### PARTIES DE L'EXERCICE:
1. Dans l'extrait sur l'anthologie de K. Papaioannou, à quelle édition renvoie la pagination des citations ?
2. Écrivez la suite de l'extrait sur l'anthologie de K. Papaioannou, en reprenant après sa dernière phrase.

### EXTRAIT DE PAGE:
Tout change et rien ne change.

L'anthologie de K. Papaioannou étant passionnante (cf. texte précédent), je m'en voudrais de ne pas en faire profiter mon public.

Voici tout d'abord quelques autres prophéties. La pagination renvoie à l'édition Gallimard, coll. "Tel" :

- "Il ne s'agit plus seulement de réduire les salaires anglais au niveau de ceux de l'Europe continentale, mais de faire descendre, dans un avenir plus ou moins proche, le niveau européen au niveau chinois...

A mesure qu'il développe le pouvoir productif du travail, le système capitaliste développe aussi les moyens de tirer plus du travail du salarié, soit en prolongeant sa journée, soit en rendant son labeur plus intense, soit en augmentant en apparence le nombre des travailleurs employés en remplaçant une force supérieure et plus chère par plusieurs forces inférieures et à bon marché, l'homme par la femme, l'adulte par l'adolescent et l'enfant, un Yankee par trois Chinois." K. Marx, 1867, p. 193.

- "La concurrence chinoise, dès qu'elle sera massive, aura vite fait d'aggraver à l'extrême la situation chez vous [aux Etats-Unis] comme chez nous, et c'est ainsi que la conquête de la Chine par le capitalisme poussera vers sa chute le capitalisme en Europe et en Amérique." F. Engels, 1894, pp. 186-87.

- "Une sincère collaboration des nations européennes n'est possible que si chacune d'elles reste autonome chez elle." F. Engels, 1892, p. 208.

Ce qui suit relève de la seconde partie de cette anthologie. Certains des thèmes des bolcheviks puis de leurs descendants m'ont paru toujours actuels, en ce sens que leur rhétorique et leurs justifications sont utilisées avec le même aplomb par des gouvernants actuels, de France ou d'ailleurs.

### LIGNES DE DONNÉES:
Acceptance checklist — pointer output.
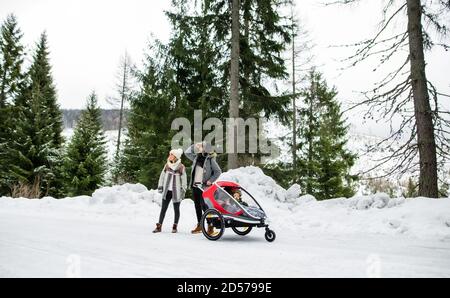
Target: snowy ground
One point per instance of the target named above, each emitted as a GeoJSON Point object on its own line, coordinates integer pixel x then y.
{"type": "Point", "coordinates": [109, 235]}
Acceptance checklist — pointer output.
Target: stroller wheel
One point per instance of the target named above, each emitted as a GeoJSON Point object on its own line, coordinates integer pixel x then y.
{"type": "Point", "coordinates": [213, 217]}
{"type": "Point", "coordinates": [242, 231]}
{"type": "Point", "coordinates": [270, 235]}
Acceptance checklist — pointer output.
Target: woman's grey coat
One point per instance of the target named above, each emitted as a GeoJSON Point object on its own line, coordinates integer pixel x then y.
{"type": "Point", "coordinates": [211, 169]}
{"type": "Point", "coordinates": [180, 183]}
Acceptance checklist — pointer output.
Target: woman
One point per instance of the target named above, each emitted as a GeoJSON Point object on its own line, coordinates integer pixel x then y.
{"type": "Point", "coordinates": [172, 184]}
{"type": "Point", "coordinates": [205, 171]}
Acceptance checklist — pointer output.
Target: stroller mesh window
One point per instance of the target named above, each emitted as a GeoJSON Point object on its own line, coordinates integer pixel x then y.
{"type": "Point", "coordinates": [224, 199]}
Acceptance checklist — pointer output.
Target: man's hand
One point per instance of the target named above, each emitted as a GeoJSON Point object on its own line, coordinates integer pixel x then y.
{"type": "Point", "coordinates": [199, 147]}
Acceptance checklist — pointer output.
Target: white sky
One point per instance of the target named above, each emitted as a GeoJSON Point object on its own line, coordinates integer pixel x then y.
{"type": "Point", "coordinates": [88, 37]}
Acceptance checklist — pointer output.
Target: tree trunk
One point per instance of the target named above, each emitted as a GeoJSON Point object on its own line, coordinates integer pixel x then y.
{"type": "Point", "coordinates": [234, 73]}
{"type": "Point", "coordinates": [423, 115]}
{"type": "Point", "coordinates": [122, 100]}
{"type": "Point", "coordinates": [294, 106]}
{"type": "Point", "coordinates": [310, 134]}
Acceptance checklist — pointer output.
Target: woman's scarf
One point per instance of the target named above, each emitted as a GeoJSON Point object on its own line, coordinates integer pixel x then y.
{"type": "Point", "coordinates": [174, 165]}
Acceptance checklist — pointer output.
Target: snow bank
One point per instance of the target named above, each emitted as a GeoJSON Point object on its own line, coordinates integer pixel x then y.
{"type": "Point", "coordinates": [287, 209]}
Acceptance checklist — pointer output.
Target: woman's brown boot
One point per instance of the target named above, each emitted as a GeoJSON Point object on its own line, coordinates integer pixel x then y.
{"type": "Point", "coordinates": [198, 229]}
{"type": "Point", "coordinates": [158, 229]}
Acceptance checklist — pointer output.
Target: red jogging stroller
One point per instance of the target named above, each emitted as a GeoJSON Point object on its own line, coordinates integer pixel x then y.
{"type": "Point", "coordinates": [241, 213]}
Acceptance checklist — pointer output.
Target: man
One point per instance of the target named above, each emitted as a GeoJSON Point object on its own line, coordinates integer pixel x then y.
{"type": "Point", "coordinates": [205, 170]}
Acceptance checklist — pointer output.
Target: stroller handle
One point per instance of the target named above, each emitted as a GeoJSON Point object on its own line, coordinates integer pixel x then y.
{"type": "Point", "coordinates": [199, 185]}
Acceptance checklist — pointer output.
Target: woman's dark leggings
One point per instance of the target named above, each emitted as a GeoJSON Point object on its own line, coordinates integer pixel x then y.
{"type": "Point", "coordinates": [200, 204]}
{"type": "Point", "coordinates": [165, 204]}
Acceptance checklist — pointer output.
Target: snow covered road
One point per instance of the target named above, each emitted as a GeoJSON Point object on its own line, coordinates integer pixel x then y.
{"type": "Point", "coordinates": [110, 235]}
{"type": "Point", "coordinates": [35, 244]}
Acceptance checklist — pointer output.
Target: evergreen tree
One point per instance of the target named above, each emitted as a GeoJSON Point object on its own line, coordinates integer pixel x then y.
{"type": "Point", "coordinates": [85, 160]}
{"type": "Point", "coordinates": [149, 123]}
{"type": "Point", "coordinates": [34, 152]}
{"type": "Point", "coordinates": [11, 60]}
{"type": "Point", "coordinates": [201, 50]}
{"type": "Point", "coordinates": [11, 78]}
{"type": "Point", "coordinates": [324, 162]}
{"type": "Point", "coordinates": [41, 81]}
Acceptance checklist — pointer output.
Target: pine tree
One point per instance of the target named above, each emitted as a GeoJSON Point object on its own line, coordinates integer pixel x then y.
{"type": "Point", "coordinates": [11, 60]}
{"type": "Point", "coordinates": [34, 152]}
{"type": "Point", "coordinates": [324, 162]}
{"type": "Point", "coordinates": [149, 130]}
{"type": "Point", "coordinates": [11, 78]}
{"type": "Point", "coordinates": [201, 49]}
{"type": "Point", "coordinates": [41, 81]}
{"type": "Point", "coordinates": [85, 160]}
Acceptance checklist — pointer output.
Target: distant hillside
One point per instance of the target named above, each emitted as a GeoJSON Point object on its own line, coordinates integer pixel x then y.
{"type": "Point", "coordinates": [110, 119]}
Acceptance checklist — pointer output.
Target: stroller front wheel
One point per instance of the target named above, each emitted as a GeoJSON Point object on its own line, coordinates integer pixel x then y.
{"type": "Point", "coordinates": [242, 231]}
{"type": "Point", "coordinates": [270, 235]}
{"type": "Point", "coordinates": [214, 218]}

---

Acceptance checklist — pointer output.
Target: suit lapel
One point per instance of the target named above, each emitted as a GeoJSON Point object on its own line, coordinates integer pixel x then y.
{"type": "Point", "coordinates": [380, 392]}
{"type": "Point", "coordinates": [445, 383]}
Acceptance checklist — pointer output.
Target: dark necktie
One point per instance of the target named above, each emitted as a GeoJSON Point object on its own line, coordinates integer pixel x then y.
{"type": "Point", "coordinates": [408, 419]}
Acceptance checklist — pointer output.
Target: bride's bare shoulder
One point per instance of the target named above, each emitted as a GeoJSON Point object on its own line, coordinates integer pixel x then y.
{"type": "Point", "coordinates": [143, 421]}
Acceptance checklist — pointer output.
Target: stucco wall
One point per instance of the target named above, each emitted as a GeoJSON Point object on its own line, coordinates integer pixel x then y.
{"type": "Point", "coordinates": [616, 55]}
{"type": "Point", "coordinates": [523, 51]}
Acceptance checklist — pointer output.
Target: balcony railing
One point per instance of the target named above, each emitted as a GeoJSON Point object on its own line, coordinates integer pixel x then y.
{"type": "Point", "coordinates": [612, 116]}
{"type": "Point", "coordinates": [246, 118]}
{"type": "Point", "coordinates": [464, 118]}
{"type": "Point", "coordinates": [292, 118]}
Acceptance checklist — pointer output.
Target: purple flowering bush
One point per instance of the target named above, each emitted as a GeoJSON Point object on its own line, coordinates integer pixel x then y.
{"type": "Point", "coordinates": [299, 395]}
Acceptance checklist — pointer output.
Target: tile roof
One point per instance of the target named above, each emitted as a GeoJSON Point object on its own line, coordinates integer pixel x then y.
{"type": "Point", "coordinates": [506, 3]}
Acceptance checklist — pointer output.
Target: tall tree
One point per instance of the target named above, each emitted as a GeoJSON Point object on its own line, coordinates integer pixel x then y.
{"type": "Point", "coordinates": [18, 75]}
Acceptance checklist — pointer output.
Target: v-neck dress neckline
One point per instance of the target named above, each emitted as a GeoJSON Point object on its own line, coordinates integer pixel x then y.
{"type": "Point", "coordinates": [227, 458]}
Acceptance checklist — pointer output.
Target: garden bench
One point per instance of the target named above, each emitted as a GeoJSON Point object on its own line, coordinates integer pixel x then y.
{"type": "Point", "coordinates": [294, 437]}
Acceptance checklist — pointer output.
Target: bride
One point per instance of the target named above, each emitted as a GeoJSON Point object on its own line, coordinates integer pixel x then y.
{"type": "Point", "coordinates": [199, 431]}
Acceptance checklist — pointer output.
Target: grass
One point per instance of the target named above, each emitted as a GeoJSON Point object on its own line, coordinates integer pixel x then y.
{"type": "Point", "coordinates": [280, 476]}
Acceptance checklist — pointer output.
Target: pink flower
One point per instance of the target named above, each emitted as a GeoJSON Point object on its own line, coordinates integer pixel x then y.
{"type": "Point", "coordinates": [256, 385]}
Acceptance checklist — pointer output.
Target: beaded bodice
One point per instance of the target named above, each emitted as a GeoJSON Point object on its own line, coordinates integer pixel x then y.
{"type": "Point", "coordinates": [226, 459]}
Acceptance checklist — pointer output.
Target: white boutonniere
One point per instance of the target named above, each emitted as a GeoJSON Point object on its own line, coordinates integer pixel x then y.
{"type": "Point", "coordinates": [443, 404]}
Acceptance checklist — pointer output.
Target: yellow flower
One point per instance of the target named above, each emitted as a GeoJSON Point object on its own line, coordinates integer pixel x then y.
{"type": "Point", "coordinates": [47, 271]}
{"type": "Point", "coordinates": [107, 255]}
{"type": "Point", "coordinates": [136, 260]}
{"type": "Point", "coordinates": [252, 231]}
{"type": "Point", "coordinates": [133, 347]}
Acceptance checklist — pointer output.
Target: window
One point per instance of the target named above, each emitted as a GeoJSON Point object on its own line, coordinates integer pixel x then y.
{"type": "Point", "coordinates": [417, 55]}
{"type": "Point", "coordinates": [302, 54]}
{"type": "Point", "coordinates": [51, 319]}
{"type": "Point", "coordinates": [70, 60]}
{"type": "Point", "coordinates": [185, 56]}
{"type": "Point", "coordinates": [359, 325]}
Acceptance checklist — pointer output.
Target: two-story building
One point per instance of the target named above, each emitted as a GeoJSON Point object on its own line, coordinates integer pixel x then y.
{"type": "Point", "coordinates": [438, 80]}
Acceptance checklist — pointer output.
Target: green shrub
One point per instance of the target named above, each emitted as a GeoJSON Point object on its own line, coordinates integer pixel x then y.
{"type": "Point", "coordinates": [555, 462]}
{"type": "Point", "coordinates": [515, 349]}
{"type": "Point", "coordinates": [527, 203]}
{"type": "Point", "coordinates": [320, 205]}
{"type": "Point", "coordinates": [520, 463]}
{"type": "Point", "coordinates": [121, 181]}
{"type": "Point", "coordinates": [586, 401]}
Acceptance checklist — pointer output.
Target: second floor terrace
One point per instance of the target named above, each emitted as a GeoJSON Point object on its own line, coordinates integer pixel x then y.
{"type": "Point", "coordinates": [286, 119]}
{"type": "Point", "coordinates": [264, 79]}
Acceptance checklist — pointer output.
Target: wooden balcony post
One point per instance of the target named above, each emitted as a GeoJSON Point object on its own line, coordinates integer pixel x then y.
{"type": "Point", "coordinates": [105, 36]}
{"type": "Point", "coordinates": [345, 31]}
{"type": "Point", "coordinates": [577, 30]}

...

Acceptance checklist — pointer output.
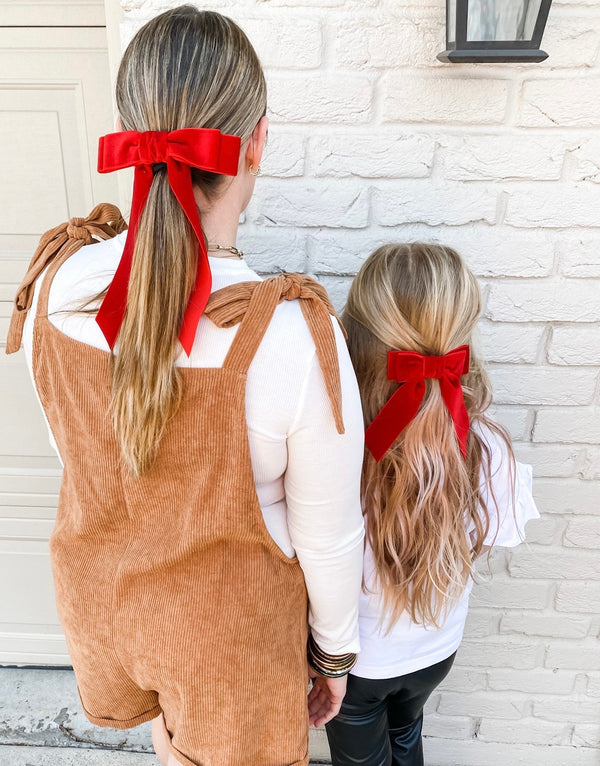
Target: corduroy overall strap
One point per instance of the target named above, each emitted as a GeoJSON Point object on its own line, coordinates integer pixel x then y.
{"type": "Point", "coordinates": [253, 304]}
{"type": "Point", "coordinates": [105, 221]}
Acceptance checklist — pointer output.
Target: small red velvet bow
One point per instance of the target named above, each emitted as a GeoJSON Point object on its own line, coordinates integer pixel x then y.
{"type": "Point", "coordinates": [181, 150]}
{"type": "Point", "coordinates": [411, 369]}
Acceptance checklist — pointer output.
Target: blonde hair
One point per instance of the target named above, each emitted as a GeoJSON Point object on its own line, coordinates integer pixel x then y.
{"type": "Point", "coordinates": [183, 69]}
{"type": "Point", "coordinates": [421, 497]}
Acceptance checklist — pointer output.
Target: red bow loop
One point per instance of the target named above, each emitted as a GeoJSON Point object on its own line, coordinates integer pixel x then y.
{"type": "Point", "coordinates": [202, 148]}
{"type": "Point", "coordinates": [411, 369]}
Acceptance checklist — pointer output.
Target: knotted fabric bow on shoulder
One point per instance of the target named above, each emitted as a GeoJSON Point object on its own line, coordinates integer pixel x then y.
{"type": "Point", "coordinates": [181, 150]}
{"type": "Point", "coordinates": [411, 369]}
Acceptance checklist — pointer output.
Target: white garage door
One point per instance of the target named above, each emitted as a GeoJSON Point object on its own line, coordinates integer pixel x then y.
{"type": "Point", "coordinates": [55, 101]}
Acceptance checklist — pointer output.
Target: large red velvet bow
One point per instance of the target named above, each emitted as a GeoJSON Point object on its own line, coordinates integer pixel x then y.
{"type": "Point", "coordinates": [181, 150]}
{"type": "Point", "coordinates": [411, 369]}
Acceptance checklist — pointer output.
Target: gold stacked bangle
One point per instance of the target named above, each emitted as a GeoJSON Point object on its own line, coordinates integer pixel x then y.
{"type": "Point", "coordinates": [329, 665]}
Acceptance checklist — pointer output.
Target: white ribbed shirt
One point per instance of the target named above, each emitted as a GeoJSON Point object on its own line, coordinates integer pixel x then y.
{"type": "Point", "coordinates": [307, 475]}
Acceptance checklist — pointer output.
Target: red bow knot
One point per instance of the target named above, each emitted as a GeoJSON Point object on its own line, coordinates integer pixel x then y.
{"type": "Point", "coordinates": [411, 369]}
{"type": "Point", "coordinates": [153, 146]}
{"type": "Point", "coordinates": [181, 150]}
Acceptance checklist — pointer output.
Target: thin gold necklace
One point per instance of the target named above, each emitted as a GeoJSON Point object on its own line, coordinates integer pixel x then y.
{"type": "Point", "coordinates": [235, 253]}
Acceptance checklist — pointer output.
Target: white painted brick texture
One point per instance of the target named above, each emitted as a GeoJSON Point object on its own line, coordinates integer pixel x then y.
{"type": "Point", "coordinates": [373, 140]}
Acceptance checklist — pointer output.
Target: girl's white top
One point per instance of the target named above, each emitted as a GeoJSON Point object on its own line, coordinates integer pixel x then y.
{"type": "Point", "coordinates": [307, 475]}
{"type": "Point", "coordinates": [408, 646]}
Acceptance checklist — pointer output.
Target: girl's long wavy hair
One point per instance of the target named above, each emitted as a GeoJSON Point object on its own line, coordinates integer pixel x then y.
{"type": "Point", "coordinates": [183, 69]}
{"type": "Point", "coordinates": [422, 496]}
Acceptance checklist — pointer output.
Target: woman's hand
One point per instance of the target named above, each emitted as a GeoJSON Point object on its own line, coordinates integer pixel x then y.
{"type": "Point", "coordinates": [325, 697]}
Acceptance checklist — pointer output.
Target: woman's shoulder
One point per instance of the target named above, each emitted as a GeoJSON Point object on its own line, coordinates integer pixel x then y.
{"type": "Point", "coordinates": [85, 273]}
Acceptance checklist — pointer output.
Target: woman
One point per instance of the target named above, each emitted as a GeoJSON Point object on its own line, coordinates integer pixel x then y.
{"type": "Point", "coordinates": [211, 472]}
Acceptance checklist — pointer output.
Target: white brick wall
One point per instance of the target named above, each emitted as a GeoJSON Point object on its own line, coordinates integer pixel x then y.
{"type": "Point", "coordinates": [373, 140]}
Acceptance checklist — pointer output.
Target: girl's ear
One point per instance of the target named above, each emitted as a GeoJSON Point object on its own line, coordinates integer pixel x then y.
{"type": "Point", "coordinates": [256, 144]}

### RÉPONSES PAR CONSIGNE:
1. À l'édition Gallimard, collection « Tel ».

2.
- Lénine, peu syndicaliste : "La production est toujours nécessaire, pas la démocratie. La démocratie de la production engendre une série d'idées radicalement fausses." (1920, p. 324).

- G. Safarov, émissaire de Lénine au Turkestan, justifiant l'invasion de ce pays par l'URSS : "Dans l'Orient arriéré, le droit électoral généralisé et les "libertés formelles" ne sont pas applicables aux masses laborieuses qui ont subi durant des siècles la dictature féodale et l'obscurantisme spirituel et sont encore empêtrées dans les traditions féodales-patriarcales. L'intervention despotique dictatoriale de l'avant-garde avancée de la révolution est indispensable afin d'écarter du pouvoir tous les éléments oppresseurs-exploiteurs." 1922; p. 344.

- p. 390 : le décret du 15 décembre 1930 (sous Staline, donc) "stipule qu'un ouvrier cherchant du travail peut être contraint à accepter n'importe quelle tâche qui lui est offerte, dans n'importe quelle région."

- "Quelle est la cause des fluctuations de la main-d'œuvre ?

C'est l'organisation défectueuse des salaires, le système défectueux des tarifs, c'est le nivellement "gauchiste" dans le domaine des salaires.

Pour remédier à ce mal, il faut supprimer le nivellement et briser l'ancien système des tarifs. Pour remédier à ce mal, il faut organiser un système de tarifs, qui tienne compte de la différence entre le travail qualifié et le travail non qualifié, entre le travail pénible et le travail facile." J. Staline, 1931, pp. 391-92.

- "La tâche des syndicats est d'élever la productivité, d'augmenter le revenu national, de produire davantage, mieux et à meilleur marché." A. Zapotocky, président du Conseil (?) tchécoslovaque, 1952, p.409.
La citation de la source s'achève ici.